* Assigned task
Copy every line of the listing that holds the string "banner".

* Data provided
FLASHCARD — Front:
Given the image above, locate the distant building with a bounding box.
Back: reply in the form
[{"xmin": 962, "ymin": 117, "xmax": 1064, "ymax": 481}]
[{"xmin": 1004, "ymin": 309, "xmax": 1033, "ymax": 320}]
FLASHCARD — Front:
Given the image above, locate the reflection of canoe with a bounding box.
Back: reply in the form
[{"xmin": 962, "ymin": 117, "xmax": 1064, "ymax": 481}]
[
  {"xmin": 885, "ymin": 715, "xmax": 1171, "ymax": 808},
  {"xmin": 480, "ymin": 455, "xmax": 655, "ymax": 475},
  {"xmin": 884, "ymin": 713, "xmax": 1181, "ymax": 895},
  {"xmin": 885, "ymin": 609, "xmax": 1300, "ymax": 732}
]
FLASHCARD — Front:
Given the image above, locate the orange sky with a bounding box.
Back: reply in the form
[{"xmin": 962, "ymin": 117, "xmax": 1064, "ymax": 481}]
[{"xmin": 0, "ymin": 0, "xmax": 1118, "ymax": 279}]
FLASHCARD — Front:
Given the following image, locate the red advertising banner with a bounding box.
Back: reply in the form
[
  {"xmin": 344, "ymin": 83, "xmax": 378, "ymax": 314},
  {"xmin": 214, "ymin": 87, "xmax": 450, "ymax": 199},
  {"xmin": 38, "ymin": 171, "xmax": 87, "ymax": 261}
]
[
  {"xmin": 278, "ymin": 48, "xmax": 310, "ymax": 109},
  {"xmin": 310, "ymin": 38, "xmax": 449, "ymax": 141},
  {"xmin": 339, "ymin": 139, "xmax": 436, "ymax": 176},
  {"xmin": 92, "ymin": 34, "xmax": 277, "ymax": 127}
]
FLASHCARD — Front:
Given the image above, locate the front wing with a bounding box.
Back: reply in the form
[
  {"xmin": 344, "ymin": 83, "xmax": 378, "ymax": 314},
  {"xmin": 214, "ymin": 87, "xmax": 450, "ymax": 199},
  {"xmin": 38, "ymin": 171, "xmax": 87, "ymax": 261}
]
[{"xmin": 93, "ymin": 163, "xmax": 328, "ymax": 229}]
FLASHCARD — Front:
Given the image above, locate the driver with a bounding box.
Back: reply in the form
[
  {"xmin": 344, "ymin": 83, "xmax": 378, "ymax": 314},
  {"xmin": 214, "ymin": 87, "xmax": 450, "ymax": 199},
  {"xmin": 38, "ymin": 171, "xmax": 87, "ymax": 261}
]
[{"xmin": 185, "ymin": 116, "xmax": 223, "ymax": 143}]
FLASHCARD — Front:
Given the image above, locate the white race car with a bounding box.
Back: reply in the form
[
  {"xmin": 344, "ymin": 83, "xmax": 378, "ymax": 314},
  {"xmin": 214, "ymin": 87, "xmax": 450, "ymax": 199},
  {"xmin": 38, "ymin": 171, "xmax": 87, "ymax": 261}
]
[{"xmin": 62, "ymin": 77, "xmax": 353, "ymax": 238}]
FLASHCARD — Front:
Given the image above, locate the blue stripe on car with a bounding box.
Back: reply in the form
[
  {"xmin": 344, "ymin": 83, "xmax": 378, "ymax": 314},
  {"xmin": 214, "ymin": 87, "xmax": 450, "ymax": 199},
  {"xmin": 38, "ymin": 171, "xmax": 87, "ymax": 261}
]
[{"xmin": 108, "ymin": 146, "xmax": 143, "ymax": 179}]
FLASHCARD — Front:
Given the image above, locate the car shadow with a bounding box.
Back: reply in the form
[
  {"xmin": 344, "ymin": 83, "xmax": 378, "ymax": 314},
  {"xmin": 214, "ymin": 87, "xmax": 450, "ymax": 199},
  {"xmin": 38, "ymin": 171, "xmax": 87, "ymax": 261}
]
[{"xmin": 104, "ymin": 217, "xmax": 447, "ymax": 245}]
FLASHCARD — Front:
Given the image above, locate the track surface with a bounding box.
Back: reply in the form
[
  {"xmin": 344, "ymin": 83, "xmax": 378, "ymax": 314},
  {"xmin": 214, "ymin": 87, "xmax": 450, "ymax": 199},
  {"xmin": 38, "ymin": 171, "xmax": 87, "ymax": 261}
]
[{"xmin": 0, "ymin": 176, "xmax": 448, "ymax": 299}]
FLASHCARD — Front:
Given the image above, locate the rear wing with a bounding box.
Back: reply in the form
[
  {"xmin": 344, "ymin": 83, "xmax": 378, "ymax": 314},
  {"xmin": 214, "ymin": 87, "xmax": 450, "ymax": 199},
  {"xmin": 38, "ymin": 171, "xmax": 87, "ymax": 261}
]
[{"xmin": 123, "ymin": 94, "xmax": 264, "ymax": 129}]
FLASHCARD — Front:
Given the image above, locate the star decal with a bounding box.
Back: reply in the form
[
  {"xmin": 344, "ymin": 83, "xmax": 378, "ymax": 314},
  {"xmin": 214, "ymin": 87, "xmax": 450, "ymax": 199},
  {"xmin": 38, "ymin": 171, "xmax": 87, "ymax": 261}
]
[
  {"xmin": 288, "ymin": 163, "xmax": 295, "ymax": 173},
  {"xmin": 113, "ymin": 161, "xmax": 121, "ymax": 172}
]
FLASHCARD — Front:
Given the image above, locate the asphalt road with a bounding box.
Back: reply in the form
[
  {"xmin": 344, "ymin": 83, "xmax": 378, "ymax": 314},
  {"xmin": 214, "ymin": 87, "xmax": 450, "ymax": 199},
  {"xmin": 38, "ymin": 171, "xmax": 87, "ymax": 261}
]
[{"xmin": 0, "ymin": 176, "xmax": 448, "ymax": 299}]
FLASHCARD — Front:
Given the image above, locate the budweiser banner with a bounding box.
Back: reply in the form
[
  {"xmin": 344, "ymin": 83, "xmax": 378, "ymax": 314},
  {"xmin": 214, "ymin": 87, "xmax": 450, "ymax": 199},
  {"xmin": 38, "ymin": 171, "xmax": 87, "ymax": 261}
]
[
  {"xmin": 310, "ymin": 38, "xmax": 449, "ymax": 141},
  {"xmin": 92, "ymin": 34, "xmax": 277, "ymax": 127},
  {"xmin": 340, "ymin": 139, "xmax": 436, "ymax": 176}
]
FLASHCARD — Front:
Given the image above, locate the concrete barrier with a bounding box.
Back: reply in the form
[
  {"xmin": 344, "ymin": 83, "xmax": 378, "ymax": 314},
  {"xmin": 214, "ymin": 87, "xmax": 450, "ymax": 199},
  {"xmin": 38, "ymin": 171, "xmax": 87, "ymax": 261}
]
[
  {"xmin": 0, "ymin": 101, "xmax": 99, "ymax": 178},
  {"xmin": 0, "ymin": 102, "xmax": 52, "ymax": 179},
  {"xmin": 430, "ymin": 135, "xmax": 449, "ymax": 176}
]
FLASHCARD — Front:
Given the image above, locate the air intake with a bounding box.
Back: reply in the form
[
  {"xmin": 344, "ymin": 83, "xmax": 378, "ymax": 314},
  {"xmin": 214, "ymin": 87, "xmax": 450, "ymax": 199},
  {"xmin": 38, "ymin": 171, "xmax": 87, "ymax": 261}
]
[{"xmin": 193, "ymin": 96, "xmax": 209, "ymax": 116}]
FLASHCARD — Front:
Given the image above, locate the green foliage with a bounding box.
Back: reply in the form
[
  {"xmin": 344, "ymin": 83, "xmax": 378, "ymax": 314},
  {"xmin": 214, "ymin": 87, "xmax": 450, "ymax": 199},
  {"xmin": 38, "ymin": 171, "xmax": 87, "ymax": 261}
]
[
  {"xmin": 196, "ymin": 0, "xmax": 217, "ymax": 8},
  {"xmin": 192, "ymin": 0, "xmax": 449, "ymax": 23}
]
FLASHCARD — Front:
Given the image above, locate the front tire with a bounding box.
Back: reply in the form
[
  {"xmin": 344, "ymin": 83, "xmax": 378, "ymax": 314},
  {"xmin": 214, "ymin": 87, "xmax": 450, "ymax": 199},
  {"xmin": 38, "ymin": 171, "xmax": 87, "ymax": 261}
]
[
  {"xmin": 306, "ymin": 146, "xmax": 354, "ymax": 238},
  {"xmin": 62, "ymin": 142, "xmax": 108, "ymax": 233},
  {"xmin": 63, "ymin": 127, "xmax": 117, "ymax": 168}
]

* Exercise output
Given the following image, locate the red advertising banner with a bounding box.
Given the image above, locate the budweiser banner with a bounding box.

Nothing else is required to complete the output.